- Objetivo do exercício
Prossiga o texto sobre o debate em torno do Novo Ensino Médio a partir da última frase apresentada.

Em entrevista à Folha, o professor da Universidade de São Paulo (USP) e dirigente da Campanha Nacional pelo Direito à Educação, Daniel Cara, corrobora essa visão. “É uma grande falácia dizer que os alunos estão escolhendo estudar o que os interessa. Eles estão tendo que aceitar o que as escolas conseguem oferecer”.

Um aspecto relevante, abordado pela pesquisadora Lady Dayana Oliveira da Silva em um dos seminários realizados pela ANPEd (cujos resultados embasaram o documento enviado ao MEC) é a desigualdade de oferta entre as redes públicas e privadas. Na Bahia, há escolas privadas que oferecem itinerários no contraturno escolar mediante pagamento. Isso acarretaria, de acordo com os pesquisadores, em mais um diferencial na disputa pelas vagas na educação superior.

No documento, o pesquisador Dante Henrique Moura explica que existem, sim, motivos para propor mudanças na política para o ensino médio, porém, estas devem considerar:

  • Melhoria da estrutura física das escolas (laboratórios, bibliotecas, acesso à internet, parque esportivo, espaços para atividades artístico-culturais etc.);
  • Carreira e remuneração dignas para os trabalhadores da educação (dedicação exclusiva);
  • Incentivo à formação inicial e continuada dos trabalhadores em consonância com a carreira;
  • Necessidade de a escola/professores conhecerem as diferentes juventudes e com elas dialogar;
  • Democratização da gestão das escolas;
  • Garantia da permanência com aprendizagem;
  • Políticas efetivas de assistência estudantil para a garantia de permanência e êxito;
  • Professores para atuar em todas as disciplinas e adequadamente formados.

Argumentos a favor da manutenção da proposta

O Conselho Nacional de Secretários de Educação (Consed) também se manifestou no início de julho. O documento traz o entendimento de que o Novo Ensino Médio é uma construção coletiva, “cuja implementação tem sido liderada pelas redes estaduais de ensino […] com atuação marcante das equipes técnicas das secretarias, em colaboração com as equipes das escolas, especialistas de entidades parceiras públicas e privadas e sindicatos”.

O documento do Consed destaca as formações para os professores e o desenvolvimento dos itinerários formativos disponibilizados para escolha dos estudantes, além dos investimentos financeiros e de tempo das equipes, bem como a contratação de professores e/ou extensão de carga horária.

- Registros fornecidos
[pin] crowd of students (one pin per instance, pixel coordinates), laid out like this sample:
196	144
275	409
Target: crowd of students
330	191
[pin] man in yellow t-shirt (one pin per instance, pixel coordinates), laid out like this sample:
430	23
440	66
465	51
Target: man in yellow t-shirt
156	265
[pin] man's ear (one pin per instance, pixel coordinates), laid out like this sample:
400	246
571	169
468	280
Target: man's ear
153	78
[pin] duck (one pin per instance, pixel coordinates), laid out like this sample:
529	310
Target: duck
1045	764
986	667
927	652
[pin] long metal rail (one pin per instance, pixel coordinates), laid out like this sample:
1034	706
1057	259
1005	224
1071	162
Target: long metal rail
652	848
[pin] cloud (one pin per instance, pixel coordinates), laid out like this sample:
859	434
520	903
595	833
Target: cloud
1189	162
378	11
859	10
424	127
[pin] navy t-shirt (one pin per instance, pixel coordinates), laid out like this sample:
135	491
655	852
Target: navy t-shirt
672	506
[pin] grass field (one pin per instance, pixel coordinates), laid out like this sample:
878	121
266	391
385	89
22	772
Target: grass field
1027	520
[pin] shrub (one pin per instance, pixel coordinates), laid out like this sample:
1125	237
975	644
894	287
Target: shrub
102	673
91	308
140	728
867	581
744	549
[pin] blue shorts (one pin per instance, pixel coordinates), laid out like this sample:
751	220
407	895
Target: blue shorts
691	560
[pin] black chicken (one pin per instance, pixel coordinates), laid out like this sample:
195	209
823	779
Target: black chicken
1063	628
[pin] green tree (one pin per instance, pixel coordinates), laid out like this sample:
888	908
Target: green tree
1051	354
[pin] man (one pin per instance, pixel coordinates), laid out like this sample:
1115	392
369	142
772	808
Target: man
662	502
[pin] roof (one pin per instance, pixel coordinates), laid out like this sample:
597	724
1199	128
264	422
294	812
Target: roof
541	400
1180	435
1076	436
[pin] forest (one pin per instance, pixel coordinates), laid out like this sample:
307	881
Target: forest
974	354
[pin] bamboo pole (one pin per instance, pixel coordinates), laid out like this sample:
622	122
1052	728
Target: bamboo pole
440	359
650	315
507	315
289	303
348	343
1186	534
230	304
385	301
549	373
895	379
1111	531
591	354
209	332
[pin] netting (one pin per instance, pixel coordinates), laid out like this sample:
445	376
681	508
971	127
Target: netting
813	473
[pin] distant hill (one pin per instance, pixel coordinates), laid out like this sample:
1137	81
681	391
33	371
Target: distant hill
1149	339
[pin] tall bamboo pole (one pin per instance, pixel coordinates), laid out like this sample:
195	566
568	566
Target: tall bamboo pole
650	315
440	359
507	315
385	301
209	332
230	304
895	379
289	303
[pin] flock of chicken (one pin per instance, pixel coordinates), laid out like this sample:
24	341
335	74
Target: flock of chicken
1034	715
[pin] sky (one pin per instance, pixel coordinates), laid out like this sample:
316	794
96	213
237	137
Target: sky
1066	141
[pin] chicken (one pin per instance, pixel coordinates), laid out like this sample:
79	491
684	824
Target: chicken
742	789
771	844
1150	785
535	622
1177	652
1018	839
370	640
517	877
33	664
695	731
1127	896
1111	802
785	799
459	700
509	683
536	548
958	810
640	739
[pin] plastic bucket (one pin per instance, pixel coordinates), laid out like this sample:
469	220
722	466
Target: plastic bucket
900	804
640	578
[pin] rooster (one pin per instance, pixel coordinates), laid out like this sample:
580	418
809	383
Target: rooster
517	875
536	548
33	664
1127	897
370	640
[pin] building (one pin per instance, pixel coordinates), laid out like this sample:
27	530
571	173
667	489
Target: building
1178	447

- Espaço para resposta
Diante dos esforços empreendidos, não seria razoável, segundo o Consed, descartar os esforços já realizados. “Além de inviável, essa opção, em nenhum momento, foi considerada pelos gestores estaduais, que são os responsáveis pela etapa de ensino na rede pública”, aponta o relatório.

O Conselho concorda que os desafios encontrados são relevantes, mas assegura que eles são superáveis – e que para isso é necessário contar com o apoio técnico e financeiro do MEC, assim como um robusto monitoramento e coordenação nacional.

A USP também enviou um relatório ao MEC com contribuições para a Política Nacional do Ensino Médio. Professor da Faculdade de Educação, pró-reitor adjunto de Graduação e coordenador do grupo de trabalho para o Novo Ensino Médio da universidade, Marcos Garcia Neira explica em entrevista que a ideia não é derrubar o que já foi feito até o momento, mas sugerir mudanças.

“Observe que a proposta da USP não defende a revogação da Lei nº 13.415, mas sugere uma recomposição dos conhecimentos e dos tempos dedicados à formação básica geral e aos itinerários formativos”, argumenta Neira.

O documento elaborado pelo grupo de trabalho da USP defende que ao menos 2.600 horas sejam dedicadas ao aprofundamento em matérias como Artes, Geografia, História, Física, Química, Sociologia, Língua Portuguesa e Matemática. Outras 600 horas também deveriam ser dedicadas aos itinerários formativos.

Apesar do impasse, há pontos em comum no discurso tanto de quem é contra como de quem é a favor da proposta. A necessidade de diálogo com as comunidades para a definição dos itinerários, uma coordenação organizada pelo MEC e a criação de uma estrutura que possibilite de fato a liberdade de escolha pelos estudantes são alguns deles.